Do this: Report every line of the items below that includes the word "bench".

Entries for locating named things:
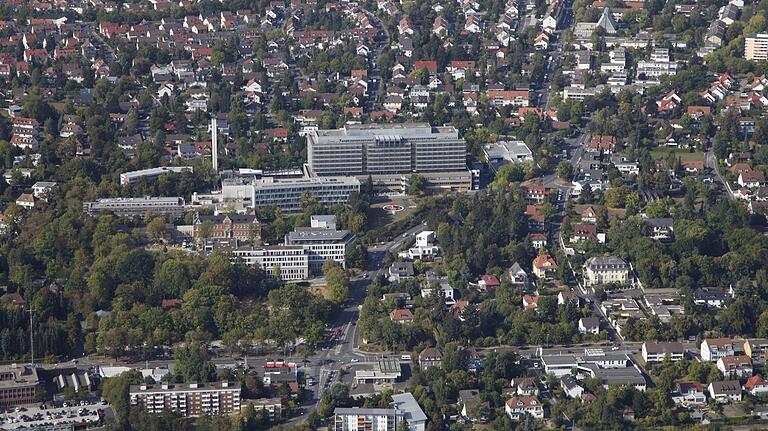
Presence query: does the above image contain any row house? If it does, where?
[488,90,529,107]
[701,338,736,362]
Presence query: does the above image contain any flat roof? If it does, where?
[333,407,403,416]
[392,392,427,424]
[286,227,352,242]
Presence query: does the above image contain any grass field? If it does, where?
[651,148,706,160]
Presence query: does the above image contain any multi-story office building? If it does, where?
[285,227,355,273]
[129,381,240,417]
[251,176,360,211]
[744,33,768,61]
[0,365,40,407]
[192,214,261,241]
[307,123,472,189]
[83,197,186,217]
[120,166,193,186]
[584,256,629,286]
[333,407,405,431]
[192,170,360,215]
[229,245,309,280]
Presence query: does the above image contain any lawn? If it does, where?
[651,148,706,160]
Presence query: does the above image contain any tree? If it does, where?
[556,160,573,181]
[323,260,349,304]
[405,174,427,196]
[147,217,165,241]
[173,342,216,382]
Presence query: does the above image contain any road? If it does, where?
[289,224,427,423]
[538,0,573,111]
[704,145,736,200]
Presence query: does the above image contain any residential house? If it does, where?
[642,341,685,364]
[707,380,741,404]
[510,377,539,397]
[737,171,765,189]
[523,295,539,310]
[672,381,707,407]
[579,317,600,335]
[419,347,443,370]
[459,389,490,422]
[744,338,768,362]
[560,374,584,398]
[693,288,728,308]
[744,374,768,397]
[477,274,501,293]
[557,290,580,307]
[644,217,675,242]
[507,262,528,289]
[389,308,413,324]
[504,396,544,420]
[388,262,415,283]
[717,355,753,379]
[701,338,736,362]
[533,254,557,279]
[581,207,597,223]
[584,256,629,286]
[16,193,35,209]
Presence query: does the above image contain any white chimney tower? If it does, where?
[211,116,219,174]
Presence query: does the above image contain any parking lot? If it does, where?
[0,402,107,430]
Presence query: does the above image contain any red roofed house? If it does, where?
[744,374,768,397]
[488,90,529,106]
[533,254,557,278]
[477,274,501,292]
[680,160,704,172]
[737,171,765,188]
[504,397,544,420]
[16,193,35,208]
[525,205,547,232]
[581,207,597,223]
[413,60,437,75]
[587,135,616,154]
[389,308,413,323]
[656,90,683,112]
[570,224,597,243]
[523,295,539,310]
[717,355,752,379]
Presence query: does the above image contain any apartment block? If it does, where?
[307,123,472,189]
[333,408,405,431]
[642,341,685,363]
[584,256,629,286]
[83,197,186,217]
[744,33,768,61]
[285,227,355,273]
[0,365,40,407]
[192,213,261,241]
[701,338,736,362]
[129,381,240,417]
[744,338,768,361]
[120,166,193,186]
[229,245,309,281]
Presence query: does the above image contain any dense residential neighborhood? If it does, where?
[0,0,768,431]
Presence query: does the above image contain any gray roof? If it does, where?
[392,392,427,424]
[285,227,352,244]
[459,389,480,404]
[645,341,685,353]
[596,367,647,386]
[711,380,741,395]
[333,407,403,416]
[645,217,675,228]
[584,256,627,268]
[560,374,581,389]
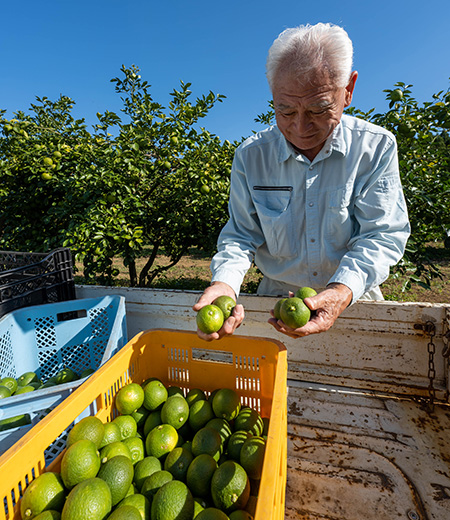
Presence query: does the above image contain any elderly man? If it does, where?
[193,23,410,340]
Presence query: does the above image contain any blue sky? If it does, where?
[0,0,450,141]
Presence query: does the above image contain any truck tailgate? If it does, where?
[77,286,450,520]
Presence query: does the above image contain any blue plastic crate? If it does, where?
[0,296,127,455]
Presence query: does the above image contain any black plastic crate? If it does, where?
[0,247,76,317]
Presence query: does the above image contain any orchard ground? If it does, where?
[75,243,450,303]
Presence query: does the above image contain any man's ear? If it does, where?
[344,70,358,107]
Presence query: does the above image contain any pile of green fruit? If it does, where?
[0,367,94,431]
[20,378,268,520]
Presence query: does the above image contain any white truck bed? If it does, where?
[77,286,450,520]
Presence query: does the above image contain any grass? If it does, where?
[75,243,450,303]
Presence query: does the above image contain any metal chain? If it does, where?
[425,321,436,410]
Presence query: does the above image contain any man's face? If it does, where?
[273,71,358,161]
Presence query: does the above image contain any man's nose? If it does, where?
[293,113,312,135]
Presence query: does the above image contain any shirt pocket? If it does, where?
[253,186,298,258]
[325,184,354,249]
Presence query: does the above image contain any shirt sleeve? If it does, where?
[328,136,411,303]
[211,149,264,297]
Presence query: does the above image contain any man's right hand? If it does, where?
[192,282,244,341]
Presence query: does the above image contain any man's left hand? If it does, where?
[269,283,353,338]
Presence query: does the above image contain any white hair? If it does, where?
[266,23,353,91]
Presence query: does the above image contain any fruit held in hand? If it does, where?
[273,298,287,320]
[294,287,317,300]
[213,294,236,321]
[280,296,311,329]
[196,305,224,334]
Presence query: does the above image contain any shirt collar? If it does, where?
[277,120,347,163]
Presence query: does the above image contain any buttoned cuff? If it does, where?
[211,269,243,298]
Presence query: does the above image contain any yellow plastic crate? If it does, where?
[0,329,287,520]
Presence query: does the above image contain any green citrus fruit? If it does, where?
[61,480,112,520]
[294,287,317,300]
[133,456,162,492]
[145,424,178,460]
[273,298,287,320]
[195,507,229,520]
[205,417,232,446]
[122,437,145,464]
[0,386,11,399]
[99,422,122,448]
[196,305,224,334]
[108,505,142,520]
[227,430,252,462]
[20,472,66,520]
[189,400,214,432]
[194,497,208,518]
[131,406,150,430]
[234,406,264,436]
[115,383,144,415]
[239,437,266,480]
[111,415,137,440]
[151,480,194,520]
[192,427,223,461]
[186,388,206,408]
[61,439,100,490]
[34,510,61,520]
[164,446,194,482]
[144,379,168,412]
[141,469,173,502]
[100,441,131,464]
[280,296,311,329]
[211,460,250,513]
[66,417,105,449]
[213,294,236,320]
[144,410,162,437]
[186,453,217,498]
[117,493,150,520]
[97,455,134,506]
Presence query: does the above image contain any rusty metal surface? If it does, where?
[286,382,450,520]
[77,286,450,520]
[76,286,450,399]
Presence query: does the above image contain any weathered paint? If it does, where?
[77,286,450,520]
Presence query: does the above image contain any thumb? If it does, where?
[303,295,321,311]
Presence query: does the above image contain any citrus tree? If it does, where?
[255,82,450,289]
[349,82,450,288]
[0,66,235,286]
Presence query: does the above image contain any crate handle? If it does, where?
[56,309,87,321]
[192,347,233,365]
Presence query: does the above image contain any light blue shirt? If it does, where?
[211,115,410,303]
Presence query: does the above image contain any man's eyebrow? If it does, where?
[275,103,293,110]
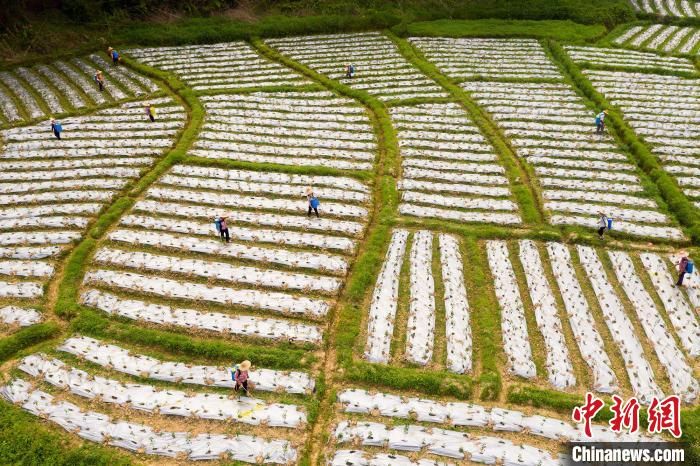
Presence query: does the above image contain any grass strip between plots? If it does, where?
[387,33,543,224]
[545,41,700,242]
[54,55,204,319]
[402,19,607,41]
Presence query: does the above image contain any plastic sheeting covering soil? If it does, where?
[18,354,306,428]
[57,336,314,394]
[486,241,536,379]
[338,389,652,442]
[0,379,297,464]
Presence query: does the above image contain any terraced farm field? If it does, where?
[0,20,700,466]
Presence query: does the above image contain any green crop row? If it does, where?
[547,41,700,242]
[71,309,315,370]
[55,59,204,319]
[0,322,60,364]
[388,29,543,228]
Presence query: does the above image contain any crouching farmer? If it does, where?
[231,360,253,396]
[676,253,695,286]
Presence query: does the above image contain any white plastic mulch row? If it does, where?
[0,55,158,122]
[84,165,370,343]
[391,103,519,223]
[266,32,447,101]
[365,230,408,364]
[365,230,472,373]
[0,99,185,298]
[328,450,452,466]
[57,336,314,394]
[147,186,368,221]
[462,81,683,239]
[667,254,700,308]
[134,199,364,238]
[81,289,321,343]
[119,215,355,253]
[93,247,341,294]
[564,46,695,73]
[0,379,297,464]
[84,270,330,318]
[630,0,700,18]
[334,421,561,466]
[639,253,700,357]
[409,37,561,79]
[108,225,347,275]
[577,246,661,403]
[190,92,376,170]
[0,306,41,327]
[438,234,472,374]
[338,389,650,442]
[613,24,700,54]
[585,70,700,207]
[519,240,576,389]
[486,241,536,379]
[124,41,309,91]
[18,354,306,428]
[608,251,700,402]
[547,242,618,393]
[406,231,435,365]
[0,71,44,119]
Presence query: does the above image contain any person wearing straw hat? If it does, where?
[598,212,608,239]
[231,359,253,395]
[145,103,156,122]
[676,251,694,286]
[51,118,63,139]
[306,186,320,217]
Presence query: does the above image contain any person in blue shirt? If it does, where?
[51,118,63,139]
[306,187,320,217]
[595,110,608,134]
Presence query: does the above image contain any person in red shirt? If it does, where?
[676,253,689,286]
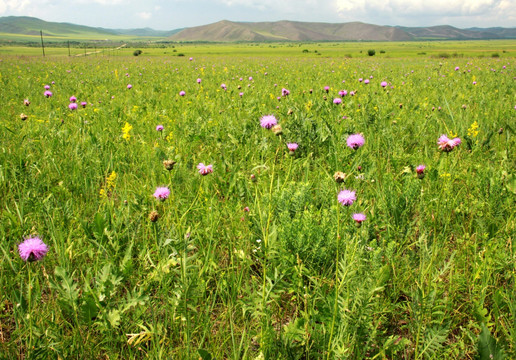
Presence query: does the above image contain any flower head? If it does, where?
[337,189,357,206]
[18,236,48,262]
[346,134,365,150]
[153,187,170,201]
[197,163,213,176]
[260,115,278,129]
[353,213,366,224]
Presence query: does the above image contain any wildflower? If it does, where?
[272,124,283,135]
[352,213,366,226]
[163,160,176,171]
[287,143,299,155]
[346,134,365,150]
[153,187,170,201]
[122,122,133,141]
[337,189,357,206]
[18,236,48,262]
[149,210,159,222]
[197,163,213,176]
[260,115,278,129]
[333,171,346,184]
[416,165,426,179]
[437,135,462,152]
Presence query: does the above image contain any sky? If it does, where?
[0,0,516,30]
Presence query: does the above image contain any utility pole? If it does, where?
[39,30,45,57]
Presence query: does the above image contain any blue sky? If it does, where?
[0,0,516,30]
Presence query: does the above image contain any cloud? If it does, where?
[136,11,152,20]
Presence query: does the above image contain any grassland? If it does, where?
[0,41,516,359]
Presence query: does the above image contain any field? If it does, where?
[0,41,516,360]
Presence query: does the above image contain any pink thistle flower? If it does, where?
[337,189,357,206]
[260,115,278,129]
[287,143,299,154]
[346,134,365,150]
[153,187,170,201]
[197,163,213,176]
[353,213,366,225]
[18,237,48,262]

---

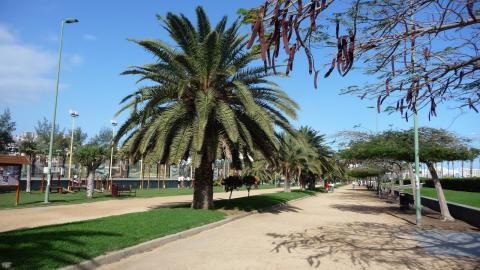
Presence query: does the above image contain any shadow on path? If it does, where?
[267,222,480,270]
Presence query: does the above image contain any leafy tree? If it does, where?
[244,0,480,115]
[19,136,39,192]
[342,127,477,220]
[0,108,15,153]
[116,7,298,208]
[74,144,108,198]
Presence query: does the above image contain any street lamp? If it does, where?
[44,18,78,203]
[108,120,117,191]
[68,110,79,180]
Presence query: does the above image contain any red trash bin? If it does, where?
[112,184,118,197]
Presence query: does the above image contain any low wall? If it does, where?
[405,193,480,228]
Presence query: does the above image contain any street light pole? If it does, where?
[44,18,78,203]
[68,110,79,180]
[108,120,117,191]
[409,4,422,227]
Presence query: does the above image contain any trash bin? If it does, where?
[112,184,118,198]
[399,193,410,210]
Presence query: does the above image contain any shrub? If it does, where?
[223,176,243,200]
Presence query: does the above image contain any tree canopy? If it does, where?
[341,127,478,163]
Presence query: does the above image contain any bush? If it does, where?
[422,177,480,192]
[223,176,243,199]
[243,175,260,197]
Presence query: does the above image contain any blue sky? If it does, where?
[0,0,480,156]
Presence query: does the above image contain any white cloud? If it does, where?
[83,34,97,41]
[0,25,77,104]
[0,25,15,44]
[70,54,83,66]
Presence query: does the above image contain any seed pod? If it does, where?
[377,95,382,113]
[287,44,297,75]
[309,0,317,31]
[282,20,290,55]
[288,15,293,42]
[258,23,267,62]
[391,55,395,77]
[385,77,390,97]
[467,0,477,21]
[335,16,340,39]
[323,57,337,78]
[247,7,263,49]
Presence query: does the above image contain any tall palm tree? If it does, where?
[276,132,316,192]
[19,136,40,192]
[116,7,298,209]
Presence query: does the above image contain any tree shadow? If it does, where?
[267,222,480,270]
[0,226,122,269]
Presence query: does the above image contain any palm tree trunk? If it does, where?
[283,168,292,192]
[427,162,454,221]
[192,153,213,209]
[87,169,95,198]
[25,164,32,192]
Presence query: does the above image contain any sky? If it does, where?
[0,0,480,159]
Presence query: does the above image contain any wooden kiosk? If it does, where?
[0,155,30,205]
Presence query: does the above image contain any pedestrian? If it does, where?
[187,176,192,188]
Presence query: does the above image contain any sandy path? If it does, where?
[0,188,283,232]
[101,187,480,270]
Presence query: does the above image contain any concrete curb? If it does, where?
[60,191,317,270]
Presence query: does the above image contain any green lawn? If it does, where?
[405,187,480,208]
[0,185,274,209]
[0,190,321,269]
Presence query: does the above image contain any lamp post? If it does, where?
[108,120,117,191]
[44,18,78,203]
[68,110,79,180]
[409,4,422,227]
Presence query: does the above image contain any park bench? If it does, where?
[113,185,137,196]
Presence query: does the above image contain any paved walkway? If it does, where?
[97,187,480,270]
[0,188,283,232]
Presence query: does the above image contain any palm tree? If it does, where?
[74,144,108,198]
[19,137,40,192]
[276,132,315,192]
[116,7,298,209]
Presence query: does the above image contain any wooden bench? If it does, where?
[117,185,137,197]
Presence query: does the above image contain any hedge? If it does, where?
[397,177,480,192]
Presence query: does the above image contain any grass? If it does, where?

Written solution:
Presence query: does the above image contain any park bench? If it does, where?
Presence query: does the above image contain any wooden bench? If it does, where?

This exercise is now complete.